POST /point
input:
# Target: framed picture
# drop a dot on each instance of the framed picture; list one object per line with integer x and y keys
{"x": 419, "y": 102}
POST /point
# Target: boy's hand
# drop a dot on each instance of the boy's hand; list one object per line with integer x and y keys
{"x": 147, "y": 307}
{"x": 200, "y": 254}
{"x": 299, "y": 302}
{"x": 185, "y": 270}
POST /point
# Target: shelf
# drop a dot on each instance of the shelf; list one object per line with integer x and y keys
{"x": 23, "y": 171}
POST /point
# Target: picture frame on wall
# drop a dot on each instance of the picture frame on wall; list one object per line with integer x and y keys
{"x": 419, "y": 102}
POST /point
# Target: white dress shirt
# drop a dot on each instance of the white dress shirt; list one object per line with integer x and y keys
----------
### Challenge
Rewrite every line of the items above, including the labeling lines, and add 51 to each x and y coordinate value in the answers.

### Task output
POST /point
input:
# Target: framed picture
# drop a dot on each instance of the framed picture; list one object per line with integer x and y keys
{"x": 470, "y": 153}
POST /point
# Target: boy's hand
# drop a dot on each instance of the boy's hand; list one object per line with integer x and y keys
{"x": 198, "y": 358}
{"x": 251, "y": 305}
{"x": 350, "y": 353}
{"x": 236, "y": 321}
POST /point
# Target: shelf
# drop a dot on each instance of the shelf; list one object per line with integer x and y keys
{"x": 74, "y": 222}
POST /point
# Target: picture frame on wall
# drop a dot on each instance of the picture frame on wall; list one object per line with integer x and y keys
{"x": 470, "y": 153}
POST /point
# Target: white dress shirt
# drop a dot on each instance of the white dress shirt; list one object per line with integer x and y keys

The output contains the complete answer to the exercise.